Records shown –

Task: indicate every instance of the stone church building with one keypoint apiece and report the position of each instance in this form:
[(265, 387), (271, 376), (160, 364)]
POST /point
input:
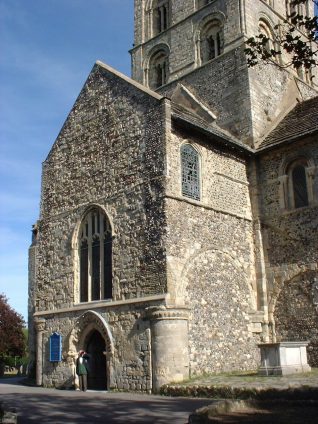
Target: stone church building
[(179, 207)]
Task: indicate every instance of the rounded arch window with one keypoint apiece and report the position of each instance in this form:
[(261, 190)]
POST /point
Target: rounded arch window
[(190, 172), (211, 40), (95, 257), (298, 187), (202, 3), (158, 69), (266, 32), (160, 11)]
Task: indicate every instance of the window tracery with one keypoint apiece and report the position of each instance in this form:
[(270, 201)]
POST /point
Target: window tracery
[(95, 256), (190, 170)]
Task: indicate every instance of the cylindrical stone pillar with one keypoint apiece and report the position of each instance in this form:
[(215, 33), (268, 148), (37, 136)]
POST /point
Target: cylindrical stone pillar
[(40, 327), (169, 345)]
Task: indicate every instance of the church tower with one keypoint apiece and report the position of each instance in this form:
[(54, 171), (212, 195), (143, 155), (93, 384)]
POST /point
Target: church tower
[(200, 43)]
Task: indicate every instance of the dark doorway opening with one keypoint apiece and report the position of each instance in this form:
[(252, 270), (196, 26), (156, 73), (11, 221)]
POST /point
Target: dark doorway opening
[(97, 370)]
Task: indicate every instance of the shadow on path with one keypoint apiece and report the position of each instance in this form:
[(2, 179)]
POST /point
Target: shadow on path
[(35, 405)]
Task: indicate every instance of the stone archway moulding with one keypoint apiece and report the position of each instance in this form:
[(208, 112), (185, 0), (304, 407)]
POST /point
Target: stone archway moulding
[(84, 325)]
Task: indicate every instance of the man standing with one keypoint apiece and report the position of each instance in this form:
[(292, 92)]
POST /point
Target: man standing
[(81, 369)]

What the task asks – If a picture appears among the entries, omit it and reproduce everything else exactly.

Your response –
Task: indicate every instance of the stone church building with one keypoint apiece and report the position of each instance in this form:
[(265, 387), (271, 376), (160, 364)]
POST /point
input:
Target: stone church building
[(179, 207)]
Task: indicate every instance of the rounded arch window with one keypoint apiece and report the position of each instance in this form:
[(261, 190)]
POST /point
Target: rounded arch window
[(190, 172), (211, 40), (95, 257), (298, 187), (202, 3), (158, 69), (266, 32), (160, 11)]
Task: indicate every instance of the window tracery with one keypoint apiece and report the position of each instance in this form:
[(270, 201)]
POST /point
Target: window tracery
[(95, 256), (190, 170)]
Task: indicate every instance of the cylindrical stone pillar with one keypoint apiece and report the position of each instance in this form:
[(215, 33), (268, 148), (37, 136)]
POST /point
Target: cylindrical stone pillar
[(40, 327), (169, 345)]
Task: indicate every instance of the church tower with one keypoint apiece and report the position of each instance in this form:
[(54, 171), (212, 195), (143, 155), (93, 384)]
POST /point
Target: church tower
[(200, 43)]
Task: indicate every instance of the dark doorway opening with one keypoint apiece and report the position of each instance in this form:
[(252, 270), (196, 26), (156, 73), (11, 221)]
POST /point
Target: dark doorway opening
[(97, 370)]
Task: indicate every instance of the shadow on path with one keypoint apiece and report the position of each instance in this form:
[(2, 179)]
POST /point
Target: shadow on path
[(35, 405)]
Task: indicate every instance of the stone archway moulding with one keypoint apiece and report the position of each instance in this form:
[(208, 112), (185, 0), (304, 407)]
POST /point
Target: stone archway moulding
[(84, 325)]
Task: indicate every instance of the man standing with one keypoint apiece and report the position of each instance in this form:
[(292, 92)]
POST /point
Target: man standing
[(81, 369)]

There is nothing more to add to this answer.